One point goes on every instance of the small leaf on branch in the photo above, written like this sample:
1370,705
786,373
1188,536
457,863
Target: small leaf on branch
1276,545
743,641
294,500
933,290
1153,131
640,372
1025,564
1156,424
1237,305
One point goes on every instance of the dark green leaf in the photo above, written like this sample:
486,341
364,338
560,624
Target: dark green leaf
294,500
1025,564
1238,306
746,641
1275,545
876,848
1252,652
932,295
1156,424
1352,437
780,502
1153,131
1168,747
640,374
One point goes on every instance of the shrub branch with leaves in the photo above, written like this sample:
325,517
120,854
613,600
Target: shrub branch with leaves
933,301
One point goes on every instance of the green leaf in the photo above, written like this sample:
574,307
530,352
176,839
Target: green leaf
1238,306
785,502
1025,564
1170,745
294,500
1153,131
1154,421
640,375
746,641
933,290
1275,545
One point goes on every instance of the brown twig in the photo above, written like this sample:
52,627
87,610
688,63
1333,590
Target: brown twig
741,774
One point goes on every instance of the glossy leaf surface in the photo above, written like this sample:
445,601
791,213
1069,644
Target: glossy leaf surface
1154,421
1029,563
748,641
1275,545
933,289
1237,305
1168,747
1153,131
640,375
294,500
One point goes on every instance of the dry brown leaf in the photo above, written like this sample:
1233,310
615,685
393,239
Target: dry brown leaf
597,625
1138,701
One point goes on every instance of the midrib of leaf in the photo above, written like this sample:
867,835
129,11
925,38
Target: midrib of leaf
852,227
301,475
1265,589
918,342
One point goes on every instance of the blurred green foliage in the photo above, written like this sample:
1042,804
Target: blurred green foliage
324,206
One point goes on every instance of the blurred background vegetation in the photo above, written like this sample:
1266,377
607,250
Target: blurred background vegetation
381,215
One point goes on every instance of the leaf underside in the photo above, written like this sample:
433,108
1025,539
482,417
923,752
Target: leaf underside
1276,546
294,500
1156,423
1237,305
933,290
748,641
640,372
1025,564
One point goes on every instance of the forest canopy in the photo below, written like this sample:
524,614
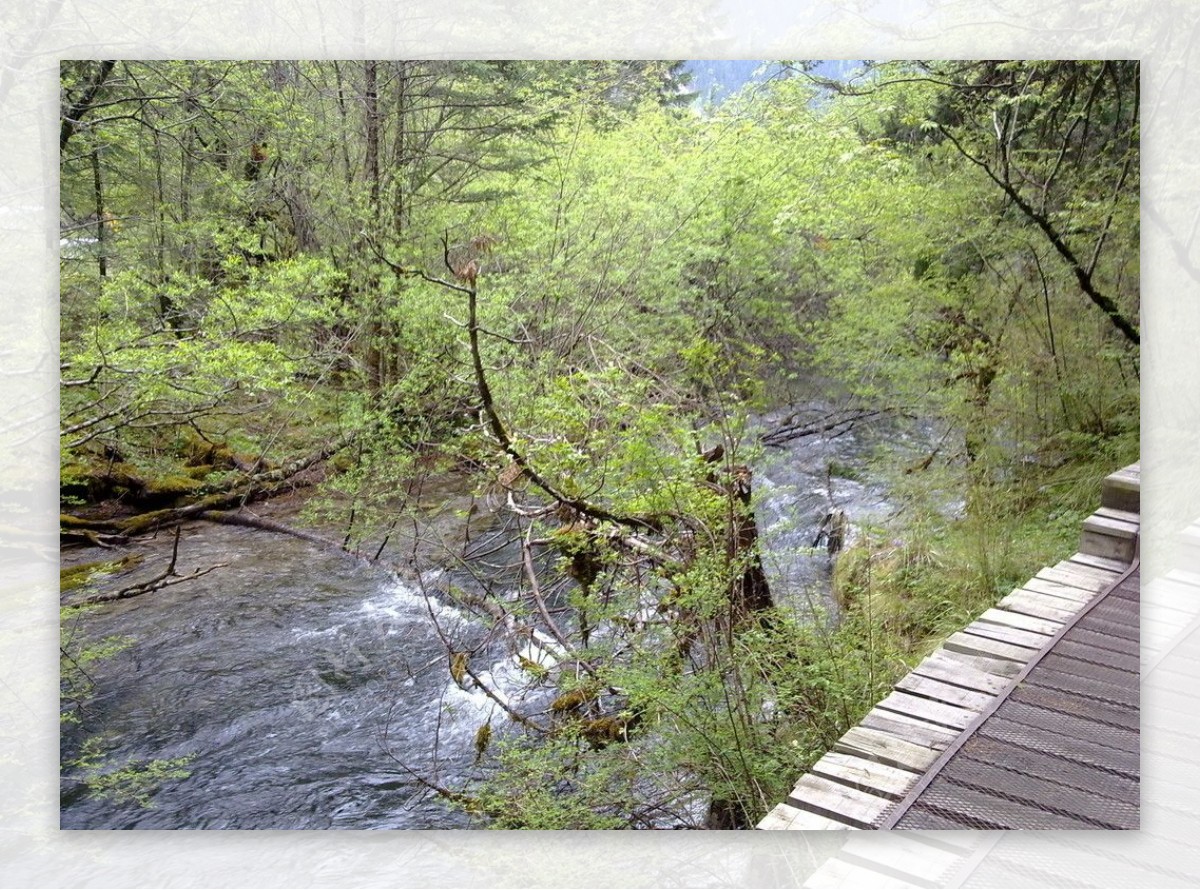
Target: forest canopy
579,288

---

- _What the exercise asks_: Rewrite all of the rows above, swapping every "photo" for "image" and leaving everything else unchanged. Omit the pictures from your answer.

- _The response_:
One point goes on every instance of the small leaf on branch in the image above, written like this sample:
1370,705
786,373
1188,536
457,863
Target: small leaf on branch
1276,545
743,641
294,500
933,290
1153,131
640,372
1025,564
1156,424
1237,305
One point goes on every instance of the dark green leaf in the image above, written like this sample:
486,341
364,338
560,624
Target: dark green leaf
294,500
1025,564
1238,306
746,641
1275,545
876,848
1252,652
932,295
1156,424
1352,437
780,502
1153,131
1168,747
640,374
One point goes on every instance of the shrub branch with leaves in the image above, written like this sample:
325,517
120,854
613,600
Target: shrub branch with leaves
933,301
One point goes on every instance of the green leaf in the image above, written like this sample:
574,307
530,352
176,839
Target: green leaf
1238,306
785,502
1025,564
1170,745
294,500
1153,131
1154,421
640,375
746,641
933,290
1275,545
One point goes on every instance of the brown twig in the image above, written like this sample:
52,627
87,610
688,63
1333,590
Target: brown twig
741,774
One point goes on every instance of the glossy leaf surface in the image above, written like this sample:
445,601
791,213
1069,644
Target: glossy leaf surface
1154,421
1029,563
748,641
1275,545
933,289
1237,305
1168,747
1153,131
640,375
294,500
One point goes on every instance of the dry brown leaf in the image above, written like this sample:
1233,310
615,685
393,239
Target: dry brown leaf
597,625
1138,701
One point goes on every instance of the midrib of leaf in the image above, written like this sample:
867,835
129,11
925,38
Target: midrib of leaf
852,227
301,475
1265,589
918,342
One point goes on every instance of the blurred green foliage in the image above, written like this sample:
1042,804
Target: blurred green foliage
324,206
One point goes on every instance of the blurred background vegetation in the image above, written like this sample:
1266,377
607,250
Target: blurred background vegetation
381,215
One point goes on every instance of the leaf underside in the image above, written like this sample:
433,108
1025,539
482,417
923,752
Target: leaf underside
1276,546
294,500
1156,423
1237,305
933,290
748,641
640,372
1025,564
One point goes on every instance of the forest canopy in the image below, written like this sample:
524,614
Target: forest canopy
579,288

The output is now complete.